Extrait source ▸
──────

Après quelques mois, toujours en attente de ma carte de résident, j'ai fait un entretien très intéressant: après la première entrevue mon CV est simplement devenu K.Kama. Mon Ndiaye avait disparu, le Khady aussi. Le manager qui m’a reçu avait très vite perçu que je trainais un gros handicap en terre parisienne: mon nom de famille (hommage à mon père qui doit surement se retourner dans sa tombe). Il était synonyme de banlieue, d’immigration, surtout de négritude. Une connotation très négative dans le monde du travail français. Bye bye Dominique bienvenue K.Kama. Les RH ne savaient plus du tout si j'étais un homme ou une femme et surtout ne pouvait plus situer mes origines. Ce petit subterfuge à la Leuk le lièvre7 venait d'anonymiser mon CV et de le rendre intéressant d'un trait. Il m’ouvrait la porte à des centaines d’opportunités professionnelles. Je me suis beaucoup amusé chaque fois que je me suis retrouvée en entretien avec “Monsieur Kama, Monsieur Kama” alors que j’étais la seule assise en salle d’attente. Je revois encore leurs têtes quand je m’avançais fièrement en disant “ C’est Mme Kama, bonjour”. En même temps que ma carte de résident, je décrochais une super mission chez Nortel Networks, en ce temps, le fleuron de l'industrie Télécoms. Sans même en avoir conscience j'allais aider à déployer la 3G qui a révolutionné l’internet mobile. Le chemin avait été semé d'embûches mais à chaque fois, même dans les situations les plus désespérées, j'avais trouvé la Dominique en moi, celle qui sait s'adapter.

──────

Éléments du jeu de données

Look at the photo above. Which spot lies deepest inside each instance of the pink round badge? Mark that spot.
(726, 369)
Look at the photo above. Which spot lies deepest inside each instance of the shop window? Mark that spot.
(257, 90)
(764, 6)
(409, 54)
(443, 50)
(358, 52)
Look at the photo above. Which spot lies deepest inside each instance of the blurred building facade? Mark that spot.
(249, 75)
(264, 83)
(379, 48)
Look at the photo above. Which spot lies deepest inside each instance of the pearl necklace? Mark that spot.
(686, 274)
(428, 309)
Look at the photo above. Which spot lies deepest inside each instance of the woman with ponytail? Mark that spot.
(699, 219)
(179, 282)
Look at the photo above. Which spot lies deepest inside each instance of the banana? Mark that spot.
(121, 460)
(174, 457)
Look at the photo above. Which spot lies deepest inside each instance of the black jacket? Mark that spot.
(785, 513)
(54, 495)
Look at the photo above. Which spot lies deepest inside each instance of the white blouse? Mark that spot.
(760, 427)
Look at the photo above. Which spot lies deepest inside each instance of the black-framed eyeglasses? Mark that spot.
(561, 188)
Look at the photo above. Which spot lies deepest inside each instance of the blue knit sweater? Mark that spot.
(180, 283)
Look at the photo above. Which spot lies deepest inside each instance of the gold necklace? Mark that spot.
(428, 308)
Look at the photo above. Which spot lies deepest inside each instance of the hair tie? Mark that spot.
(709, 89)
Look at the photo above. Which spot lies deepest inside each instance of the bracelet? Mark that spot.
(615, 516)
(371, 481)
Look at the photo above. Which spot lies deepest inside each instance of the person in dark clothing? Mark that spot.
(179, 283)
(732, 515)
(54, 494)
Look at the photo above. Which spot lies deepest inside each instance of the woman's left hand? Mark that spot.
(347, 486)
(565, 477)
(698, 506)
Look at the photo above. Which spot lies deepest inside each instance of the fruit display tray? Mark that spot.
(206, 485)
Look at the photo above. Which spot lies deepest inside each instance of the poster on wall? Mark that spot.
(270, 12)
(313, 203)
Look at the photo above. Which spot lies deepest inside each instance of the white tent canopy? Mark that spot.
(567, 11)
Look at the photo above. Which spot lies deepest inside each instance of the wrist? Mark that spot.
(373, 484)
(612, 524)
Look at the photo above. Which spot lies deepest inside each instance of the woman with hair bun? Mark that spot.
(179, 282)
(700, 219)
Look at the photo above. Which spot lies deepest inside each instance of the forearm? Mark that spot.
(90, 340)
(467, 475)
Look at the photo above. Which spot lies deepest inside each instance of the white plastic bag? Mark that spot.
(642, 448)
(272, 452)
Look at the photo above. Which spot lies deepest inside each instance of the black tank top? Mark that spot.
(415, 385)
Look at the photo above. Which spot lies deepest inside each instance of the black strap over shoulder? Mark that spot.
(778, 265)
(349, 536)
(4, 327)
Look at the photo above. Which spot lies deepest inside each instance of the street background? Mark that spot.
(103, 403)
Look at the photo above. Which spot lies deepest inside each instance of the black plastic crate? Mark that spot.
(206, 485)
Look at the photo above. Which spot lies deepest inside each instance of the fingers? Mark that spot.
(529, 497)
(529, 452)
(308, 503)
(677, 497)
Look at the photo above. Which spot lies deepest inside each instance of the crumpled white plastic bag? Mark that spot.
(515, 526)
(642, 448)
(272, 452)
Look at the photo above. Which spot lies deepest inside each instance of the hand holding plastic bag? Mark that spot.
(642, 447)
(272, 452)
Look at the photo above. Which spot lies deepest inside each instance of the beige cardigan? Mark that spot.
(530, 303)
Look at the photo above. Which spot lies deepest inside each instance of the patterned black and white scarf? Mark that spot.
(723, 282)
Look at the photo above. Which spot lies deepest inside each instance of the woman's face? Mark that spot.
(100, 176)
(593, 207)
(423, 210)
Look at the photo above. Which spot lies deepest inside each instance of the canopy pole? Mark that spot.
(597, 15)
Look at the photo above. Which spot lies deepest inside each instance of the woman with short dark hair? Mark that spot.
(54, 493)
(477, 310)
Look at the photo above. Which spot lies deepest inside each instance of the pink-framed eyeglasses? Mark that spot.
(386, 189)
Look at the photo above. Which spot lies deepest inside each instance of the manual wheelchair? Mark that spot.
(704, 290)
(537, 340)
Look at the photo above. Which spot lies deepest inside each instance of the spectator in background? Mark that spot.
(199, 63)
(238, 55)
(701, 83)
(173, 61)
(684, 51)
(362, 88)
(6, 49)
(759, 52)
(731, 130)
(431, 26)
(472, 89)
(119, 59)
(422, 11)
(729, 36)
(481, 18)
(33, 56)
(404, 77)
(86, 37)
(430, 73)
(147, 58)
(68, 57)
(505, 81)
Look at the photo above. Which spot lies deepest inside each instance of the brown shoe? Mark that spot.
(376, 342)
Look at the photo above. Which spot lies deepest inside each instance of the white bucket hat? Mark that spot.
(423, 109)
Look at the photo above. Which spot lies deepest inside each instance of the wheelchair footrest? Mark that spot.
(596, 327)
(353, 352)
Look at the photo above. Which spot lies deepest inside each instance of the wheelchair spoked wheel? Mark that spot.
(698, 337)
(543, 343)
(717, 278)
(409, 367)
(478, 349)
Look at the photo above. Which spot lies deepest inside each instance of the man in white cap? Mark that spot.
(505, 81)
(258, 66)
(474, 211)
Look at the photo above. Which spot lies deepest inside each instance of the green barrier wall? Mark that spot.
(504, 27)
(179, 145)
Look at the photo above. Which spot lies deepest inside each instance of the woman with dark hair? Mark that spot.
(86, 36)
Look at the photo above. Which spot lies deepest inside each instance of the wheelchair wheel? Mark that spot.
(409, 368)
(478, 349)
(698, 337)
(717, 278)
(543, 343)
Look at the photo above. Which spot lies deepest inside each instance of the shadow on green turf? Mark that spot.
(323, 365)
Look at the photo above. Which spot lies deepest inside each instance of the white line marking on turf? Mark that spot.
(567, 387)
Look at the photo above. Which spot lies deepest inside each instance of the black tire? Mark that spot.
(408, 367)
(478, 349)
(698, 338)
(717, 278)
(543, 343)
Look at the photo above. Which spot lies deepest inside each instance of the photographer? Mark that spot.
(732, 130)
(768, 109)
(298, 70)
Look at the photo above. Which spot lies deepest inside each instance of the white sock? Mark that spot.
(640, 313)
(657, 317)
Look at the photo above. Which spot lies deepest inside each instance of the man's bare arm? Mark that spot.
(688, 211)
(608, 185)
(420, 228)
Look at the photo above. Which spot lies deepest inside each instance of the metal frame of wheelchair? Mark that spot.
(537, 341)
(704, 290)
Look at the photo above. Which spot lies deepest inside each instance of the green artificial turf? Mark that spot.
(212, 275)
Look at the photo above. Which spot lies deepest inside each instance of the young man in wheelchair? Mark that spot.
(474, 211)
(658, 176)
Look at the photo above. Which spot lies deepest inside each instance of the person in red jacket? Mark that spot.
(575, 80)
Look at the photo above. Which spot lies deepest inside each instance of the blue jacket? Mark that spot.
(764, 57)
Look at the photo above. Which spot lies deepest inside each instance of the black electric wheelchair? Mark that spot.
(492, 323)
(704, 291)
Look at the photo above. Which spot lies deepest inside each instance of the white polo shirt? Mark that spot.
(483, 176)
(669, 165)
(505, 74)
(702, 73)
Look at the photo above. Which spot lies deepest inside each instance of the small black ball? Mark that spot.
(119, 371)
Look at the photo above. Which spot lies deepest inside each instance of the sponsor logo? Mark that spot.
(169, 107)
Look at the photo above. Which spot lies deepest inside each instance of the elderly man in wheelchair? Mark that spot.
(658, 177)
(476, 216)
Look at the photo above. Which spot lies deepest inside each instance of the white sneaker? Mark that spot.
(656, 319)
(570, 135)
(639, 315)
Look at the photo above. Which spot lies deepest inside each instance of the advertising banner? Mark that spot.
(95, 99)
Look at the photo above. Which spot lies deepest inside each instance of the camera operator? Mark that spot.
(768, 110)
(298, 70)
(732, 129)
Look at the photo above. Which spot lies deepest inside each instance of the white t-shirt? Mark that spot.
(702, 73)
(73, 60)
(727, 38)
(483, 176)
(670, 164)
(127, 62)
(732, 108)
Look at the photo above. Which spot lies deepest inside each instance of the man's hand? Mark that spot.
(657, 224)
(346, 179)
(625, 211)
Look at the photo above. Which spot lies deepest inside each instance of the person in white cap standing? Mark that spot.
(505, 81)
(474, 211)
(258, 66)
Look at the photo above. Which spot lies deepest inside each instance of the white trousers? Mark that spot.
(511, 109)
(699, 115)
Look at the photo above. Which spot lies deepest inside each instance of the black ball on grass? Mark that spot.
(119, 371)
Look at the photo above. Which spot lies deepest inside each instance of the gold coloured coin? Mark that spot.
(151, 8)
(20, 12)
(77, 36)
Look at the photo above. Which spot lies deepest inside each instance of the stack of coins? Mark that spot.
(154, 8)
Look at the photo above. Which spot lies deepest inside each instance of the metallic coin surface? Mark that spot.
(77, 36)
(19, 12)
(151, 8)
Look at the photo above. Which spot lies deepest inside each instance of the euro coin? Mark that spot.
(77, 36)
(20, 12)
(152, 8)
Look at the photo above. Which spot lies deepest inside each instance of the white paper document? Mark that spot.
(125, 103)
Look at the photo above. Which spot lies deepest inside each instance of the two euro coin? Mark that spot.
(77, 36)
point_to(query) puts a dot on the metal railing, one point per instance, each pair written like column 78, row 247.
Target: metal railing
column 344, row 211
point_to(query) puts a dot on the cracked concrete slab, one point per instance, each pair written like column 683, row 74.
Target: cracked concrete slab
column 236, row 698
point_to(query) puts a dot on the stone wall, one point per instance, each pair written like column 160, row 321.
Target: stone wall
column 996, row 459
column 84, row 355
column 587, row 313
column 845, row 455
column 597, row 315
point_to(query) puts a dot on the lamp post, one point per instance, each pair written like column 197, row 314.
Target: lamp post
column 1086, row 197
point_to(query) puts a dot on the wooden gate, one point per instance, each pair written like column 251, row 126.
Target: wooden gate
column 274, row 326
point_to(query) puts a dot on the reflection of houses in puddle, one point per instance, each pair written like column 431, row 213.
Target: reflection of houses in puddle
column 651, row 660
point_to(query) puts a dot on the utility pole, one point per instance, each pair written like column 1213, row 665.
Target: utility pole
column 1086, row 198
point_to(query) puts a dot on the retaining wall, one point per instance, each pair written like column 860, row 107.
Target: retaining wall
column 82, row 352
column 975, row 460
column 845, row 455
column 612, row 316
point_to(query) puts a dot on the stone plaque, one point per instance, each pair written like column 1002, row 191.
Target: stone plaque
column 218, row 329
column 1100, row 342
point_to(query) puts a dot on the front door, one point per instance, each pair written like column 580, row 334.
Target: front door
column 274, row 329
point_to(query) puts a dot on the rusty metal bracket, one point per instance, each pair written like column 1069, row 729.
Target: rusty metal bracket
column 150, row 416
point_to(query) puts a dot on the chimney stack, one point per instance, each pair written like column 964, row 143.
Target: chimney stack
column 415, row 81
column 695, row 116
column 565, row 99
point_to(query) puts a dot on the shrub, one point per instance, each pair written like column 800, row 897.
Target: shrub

──────

Poursuivez l'extrait source, récit d'un parcours professionnel à Paris, à partir de sa dernière phrase.

Mon conseil de maman: Il faut toujours avoir un plan B, la vie est rarement un long fleuve tranquille. Savoir s’adapter en toutes circonstances, s’adapter n’est pas se renier ; c’est simplement faire preuve d’intelligence et de maturité.
#3 Celle qui avait trouvé un mentor
A mon retour du Cameroun, je voulais changer de vie. J’étais encore consultante en SSII, et je passais mon temps à être ballotée de mission en mission au gré des envies de mon employeur et surtout sur des missions qui lui rapportaient beaucoup financièrement alors qu’ils ne m’intéressaient que peu et ne me faisaient pas progresser. J’ai très vite compris qu’en y restant, je n’allais que de frustration en frustration. J’ai donc décidé de trouver un nouveau boulot.
Je suis tombée un soir sur une annonce sur Monster, on y parlait d’USSD8. Après plusieurs heures de recherche, j’ai compris qu’il s’agissait des codes #123#, *123# etc. que j’avais utilisé tout au long de mon séjour au Cameroun. Je faisais bien des Télécoms, mais moi je déployais de la 3G, j’étais bien loin de cet univers qu’on appelait les services à valeur ajoutée. Néanmoins, j’ai envoyé mon CV, sans trop y croire. Quelques semaines plus tard, me voilà en entretien pour le fameux poste de chef de projet international.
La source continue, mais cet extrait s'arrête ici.